_Instrucción 1_:
Transcriba sin cambio alguno la parte de los registros que comienza con la línea que contiene "If you could indicate the blue" y se extiende hasta el final de dichos registros, incluidos ambos extremos.

Don Manuel se amuinó y de inmediato se hizo entrevistar en la Ciudad de México, “interviú” que fue publicada en el periódico matriz del poblano, donde un día antes había aparecido mi comentario.
“Leí tu columna. Está muy fea. Te excediste”, me dijo Raúl Torres Salmerón, el comunicador oficial.
“Me metiste en una bronca con Bartlett, que es amigo de mi jefe”, se quejó el director del periódico en Puebla. Pero de ahí no pasó.
A cuatro años de distancia, la legislación indígena ratifica lo dicho debido a que apoya el viejo criterio que inspiró a las monarquías europeas, que, en cierta medida, basaron sus gobiernos en las ideas de la Ilustración. Esto porque se repitió el esquema político de “Todo para el pueblo, pero sin el pueblo”.
Dicho en otras palabras: la nueva legislación indígena no tomó en cuenta a los indios ni a sus organizaciones, que habían cuestionado la iniciativa. Además, los senadores Manuel Bartlett y Diego Fernández de Cevallos omitieron el criterio de la Cocopa y despreciaron la consulta a los indígenas realizada en 1996 por el propio Senado de la República. Asimismo, nunca fueron considerados los representantes de los pueblos indígenas de los estados con mayor número de etnias (Chiapas, Oaxaca, Michoacán y Puebla). Y por si fuera poco, los “patricios” mencionados desdeñaron la experiencia de diversas legislaciones estatales que, en su articulado, incluyen las necesidades, los requerimientos y las costumbres de las comunidades indias.
De ahí la repulsa del pueblo a la decisión despótica e ilustrada de senadores priistas y panistas.
Y por ello los recursos legales (entre ellos el del síndico de Molcaxac) contra una determinación legislativa que omitió el sentir y las costumbres de los mexicanos supuestamente beneficiados. Se trata, pues, de una reacción —digamos que lógica— al desaseo político que apresuró una legislación tortuosa, vulnerable y, al mismo tiempo, alarmante, porque no resuelve los problemas indios y, en consecuencia, exacerba los ánimos de diez millones de mexicanos pobres entre los pobres… provocación que resultará en un haz perverso de efervescencia política diseminada, que habrá de sumarse explosivamente a un ámbito íntimamente ligado al mundo indígena: la crisis campesina sembrada desde 1982 y que hoy comienza a afectar —y a movilizar— no solo a los cañeros y maiceros del norte, sino al medio rural en su conjunto (Armando Labra Manjarrez, “De indios y vaqueros”, La Jornada, 23 de julio).

_Datos de entrada_:
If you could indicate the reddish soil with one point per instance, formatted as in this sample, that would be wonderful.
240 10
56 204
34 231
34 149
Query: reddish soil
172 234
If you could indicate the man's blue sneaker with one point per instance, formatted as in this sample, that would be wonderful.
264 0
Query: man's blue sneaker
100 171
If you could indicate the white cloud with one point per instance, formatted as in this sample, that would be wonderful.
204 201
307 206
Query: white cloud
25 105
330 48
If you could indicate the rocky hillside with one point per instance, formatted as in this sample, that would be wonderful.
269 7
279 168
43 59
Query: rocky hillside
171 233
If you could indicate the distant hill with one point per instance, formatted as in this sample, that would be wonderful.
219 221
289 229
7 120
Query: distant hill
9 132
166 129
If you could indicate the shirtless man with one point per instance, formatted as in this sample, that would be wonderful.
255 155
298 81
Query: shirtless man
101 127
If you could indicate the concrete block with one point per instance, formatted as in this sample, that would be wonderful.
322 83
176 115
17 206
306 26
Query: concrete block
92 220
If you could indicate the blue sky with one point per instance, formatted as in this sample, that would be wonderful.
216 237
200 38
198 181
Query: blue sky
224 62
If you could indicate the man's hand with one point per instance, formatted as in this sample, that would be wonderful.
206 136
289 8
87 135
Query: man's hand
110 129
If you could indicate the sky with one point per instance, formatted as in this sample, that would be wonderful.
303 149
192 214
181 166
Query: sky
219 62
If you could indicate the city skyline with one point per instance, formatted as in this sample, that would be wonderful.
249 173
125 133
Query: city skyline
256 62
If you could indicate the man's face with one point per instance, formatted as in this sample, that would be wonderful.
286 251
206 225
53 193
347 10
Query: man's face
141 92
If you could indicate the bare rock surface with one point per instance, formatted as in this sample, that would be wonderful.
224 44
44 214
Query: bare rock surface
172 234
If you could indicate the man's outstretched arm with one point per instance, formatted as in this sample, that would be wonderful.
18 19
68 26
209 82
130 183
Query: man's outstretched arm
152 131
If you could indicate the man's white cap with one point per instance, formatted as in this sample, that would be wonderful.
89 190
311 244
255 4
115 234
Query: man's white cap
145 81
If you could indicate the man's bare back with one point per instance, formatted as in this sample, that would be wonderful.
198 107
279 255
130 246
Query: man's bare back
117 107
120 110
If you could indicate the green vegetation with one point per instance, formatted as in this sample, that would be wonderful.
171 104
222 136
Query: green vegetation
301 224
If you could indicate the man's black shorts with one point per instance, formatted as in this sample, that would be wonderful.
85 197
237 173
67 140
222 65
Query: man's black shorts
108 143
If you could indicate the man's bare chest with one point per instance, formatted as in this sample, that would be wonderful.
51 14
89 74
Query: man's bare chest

_Instrucción 2_:
Reproduzca palabra por palabra el fragmento del texto sobre la legislación indígena que empieza con las palabras "Dicho en otras" y termina con "las comunidades indias.".

_Respuesta completa 1_:
If you could indicate the blue sky with one point per instance, formatted as in this sample, that would be wonderful.
216 237
200 38
198 181
Query: blue sky
224 62
If you could indicate the man's hand with one point per instance, formatted as in this sample, that would be wonderful.
206 136
289 8
87 135
Query: man's hand
110 129
If you could indicate the sky with one point per instance, formatted as in this sample, that would be wonderful.
303 149
192 214
181 166
Query: sky
219 62
If you could indicate the city skyline with one point per instance, formatted as in this sample, that would be wonderful.
249 173
125 133
Query: city skyline
256 62
If you could indicate the man's face with one point per instance, formatted as in this sample, that would be wonderful.
286 251
206 225
53 193
347 10
Query: man's face
141 92
If you could indicate the bare rock surface with one point per instance, formatted as in this sample, that would be wonderful.
224 44
44 214
Query: bare rock surface
172 234
If you could indicate the man's outstretched arm with one point per instance, formatted as in this sample, that would be wonderful.
18 19
68 26
209 82
130 183
Query: man's outstretched arm
152 131
If you could indicate the man's white cap with one point per instance, formatted as in this sample, that would be wonderful.
89 190
311 244
255 4
115 234
Query: man's white cap
145 81
If you could indicate the man's bare back with one point per instance, formatted as in this sample, that would be wonderful.
198 107
279 255
130 246
Query: man's bare back
117 107
120 110
If you could indicate the green vegetation with one point per instance, formatted as in this sample, that would be wonderful.
171 104
222 136
Query: green vegetation
301 224
If you could indicate the man's black shorts with one point per instance, formatted as in this sample, that would be wonderful.
85 197
237 173
67 140
222 65
Query: man's black shorts
108 143
If you could indicate the man's bare chest with one point per instance, formatted as in this sample, that would be wonderful.
51 14
89 74
Query: man's bare chest

_Respuesta completa 2_:
Dicho en otras palabras: la nueva legislación indígena no tomó en cuenta a los indios ni a sus organizaciones, que habían cuestionado la iniciativa. Además, los senadores Manuel Bartlett y Diego Fernández de Cevallos omitieron el criterio de la Cocopa y despreciaron la consulta a los indígenas realizada en 1996 por el propio Senado de la República. Asimismo, nunca fueron considerados los representantes de los pueblos indígenas de los estados con mayor número de etnias (Chiapas, Oaxaca, Michoacán y Puebla). Y por si fuera poco, los “patricios” mencionados desdeñaron la experiencia de diversas legislaciones estatales que, en su articulado, incluyen las necesidades, los requerimientos y las costumbres de las comunidades indias.